EXERCISE: Reproduce the entire listing below word for word, keeping every line in its original order.

ENTRIES:

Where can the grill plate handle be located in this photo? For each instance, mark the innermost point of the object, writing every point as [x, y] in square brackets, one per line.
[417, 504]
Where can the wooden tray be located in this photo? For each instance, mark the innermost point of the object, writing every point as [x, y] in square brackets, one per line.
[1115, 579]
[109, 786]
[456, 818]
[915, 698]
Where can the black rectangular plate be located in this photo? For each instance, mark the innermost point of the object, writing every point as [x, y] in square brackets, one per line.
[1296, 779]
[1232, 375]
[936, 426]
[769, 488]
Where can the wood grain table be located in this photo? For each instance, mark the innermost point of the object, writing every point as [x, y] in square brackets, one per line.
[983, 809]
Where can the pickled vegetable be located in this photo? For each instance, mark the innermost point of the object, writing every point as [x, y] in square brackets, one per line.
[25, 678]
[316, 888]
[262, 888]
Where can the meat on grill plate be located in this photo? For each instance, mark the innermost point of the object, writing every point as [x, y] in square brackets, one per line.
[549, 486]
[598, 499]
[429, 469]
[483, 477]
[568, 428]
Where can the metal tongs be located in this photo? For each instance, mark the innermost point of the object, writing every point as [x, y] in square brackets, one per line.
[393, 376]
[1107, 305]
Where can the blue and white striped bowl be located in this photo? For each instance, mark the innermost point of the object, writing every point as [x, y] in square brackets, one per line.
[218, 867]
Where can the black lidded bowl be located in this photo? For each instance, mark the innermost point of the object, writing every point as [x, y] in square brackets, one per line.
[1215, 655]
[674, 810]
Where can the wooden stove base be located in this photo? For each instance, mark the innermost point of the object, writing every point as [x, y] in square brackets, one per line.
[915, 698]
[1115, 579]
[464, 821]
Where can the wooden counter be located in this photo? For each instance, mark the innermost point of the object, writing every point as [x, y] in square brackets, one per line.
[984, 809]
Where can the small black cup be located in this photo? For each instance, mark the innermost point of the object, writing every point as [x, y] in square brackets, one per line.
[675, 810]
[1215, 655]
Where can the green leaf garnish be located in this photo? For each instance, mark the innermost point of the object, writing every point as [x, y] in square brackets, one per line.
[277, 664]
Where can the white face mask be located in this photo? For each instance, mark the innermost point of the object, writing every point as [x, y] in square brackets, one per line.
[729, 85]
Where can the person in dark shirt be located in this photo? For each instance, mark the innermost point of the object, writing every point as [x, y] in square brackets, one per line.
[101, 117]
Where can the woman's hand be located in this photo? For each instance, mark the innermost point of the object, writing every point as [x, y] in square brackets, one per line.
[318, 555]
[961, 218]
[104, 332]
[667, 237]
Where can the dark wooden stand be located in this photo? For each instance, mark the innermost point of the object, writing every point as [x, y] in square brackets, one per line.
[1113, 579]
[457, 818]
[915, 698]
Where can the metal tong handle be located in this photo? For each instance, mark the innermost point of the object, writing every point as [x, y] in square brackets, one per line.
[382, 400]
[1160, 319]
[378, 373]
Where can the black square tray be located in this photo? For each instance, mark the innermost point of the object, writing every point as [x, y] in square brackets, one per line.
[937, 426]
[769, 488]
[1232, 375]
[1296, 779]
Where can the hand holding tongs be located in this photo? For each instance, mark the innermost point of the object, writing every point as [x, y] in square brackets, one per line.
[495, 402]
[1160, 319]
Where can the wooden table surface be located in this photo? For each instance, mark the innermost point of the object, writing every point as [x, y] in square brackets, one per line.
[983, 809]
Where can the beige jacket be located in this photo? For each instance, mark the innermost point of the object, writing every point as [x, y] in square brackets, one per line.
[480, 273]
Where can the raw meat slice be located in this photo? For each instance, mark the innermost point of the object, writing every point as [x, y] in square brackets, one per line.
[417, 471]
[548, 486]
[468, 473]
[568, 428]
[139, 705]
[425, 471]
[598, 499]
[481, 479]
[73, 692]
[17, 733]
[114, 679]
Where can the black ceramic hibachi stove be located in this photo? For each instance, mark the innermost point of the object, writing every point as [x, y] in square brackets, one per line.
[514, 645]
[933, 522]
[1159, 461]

ANSWER TO THE TASK:
Where can the grill plate handle be located in this photo? For each instance, mark the innermost point of the object, writing every point as [x, y] in square brackets, one per line.
[417, 504]
Where can the wooden tray be located in this photo? For each instance, mark the innermost point of the object, writing every point as [x, y] in square brackets, one per line.
[1115, 579]
[109, 786]
[456, 818]
[915, 698]
Where can the black rectangular plate be located in this photo? For each instance, mark the innermost point of the object, writing every point as [x, y] in square brackets, one per line.
[1296, 779]
[1232, 375]
[936, 426]
[769, 488]
Where can the wood grain table be located in this photo? For each instance, mark the innermost point of the object, writing every point as [x, y] in square brackets, one per line.
[983, 809]
Where can the pickled vegetable be located in this photo? For each instance, mark the innermost point of the object, writing every point as [x, y] in square brackets, one per line.
[25, 678]
[316, 888]
[262, 888]
Where can the meat on grill plate be located in this photo? For each instance, mark the innermost point of the object, writing every point as [x, y] in square brackets, one per line.
[549, 486]
[598, 499]
[429, 469]
[483, 477]
[568, 428]
Where can the metal tongs be located in this photo? For each instance, mark the innermost point of the object, writing every point as [x, y] in square brackets, one per line.
[393, 376]
[1107, 305]
Where can the blue and white striped bowl be located in this photo? For each instance, mark the innermost point of the object, writing every point as [x, y] in square brackets, one per line.
[218, 867]
Where can the black lidded bowl be located in this photo? For each instance, mark the innermost point of the object, writing every point as [x, y] in square brackets, one per line.
[1215, 655]
[674, 810]
Where can the wooden stove base be located in this photo? For each instance, mark the innermost point of the object, writing every point as [x, y] in square brackets, one per line.
[915, 698]
[1115, 579]
[464, 821]
Where can the wooden counter be located in this photo? For each instance, mark the innermost point of the object, writing every point as [x, y] in square brackets, one per line.
[984, 809]
Where can the small black cup be located in this photo? For each instance, mark the innermost point of the object, writing every point as [x, y] in square brackets, one per line.
[675, 810]
[1215, 655]
Where can the green leaf garnish be located in this photo? For each instance, mark the innermost point of the object, writing every point as [x, y] in square brackets, one per line.
[277, 664]
Where can the white face mask be located in this photo? For each instance, mark the innermost point of the object, writing every point as [x, y] in square brackets, one per line.
[729, 85]
Where can the person in dark shirt be located in this photo? For each instance, mark the innermost point of the object, writing every point as [x, y] in square brackets, one per line.
[101, 117]
Where can the woman's hand be located in this photo? For each instance, mark the innermost point of the object, writing every point as [x, y] in square brackets, one per line.
[318, 555]
[961, 218]
[104, 332]
[667, 237]
Where can the dark wooden stand be located in this photo? For each instance, mark the innermost point of the object, writing every point as [x, y] in square brackets, one per line.
[1113, 579]
[457, 818]
[915, 698]
Where can the metal tong handle be located in this photo? For each instance, mark the innermost point of the object, writing every point as [x, y] in square brackets, one per line.
[382, 400]
[1160, 319]
[378, 373]
Where can the black square tray be located in this photo? For each instance, mark the innermost point of the object, writing every point as [x, y] in square brackets, one per line.
[937, 426]
[769, 488]
[1232, 375]
[1296, 779]
Where can the hand holding tongs be located in this photo? For each instance, mark the innermost point of the object, writing every point as [x, y] in square brackets, one per line.
[495, 402]
[1160, 319]
Where can the wooden table surface be located in this photo? For each instance, mark the innermost point of the object, writing every point as [x, y] in square brackets, one per line.
[983, 809]
Where can the beige jacket be located in this photo? For each instance, mark the innermost point of the object, writing every point as [x, y] in square brackets, one per line.
[480, 273]
Where can the raw meat slice be located in this photo? For each instance, mark the innermost point of the object, writing every point as [x, y] in square brackets, one per line.
[417, 471]
[548, 486]
[468, 473]
[568, 428]
[139, 705]
[425, 471]
[598, 499]
[481, 479]
[73, 692]
[17, 733]
[114, 679]
Where can the black ceramic hibachi stove be located in this photo? For each instance, mark the innermost point of the object, writing every point as [x, y] in square brackets, one per line.
[514, 645]
[933, 522]
[1159, 461]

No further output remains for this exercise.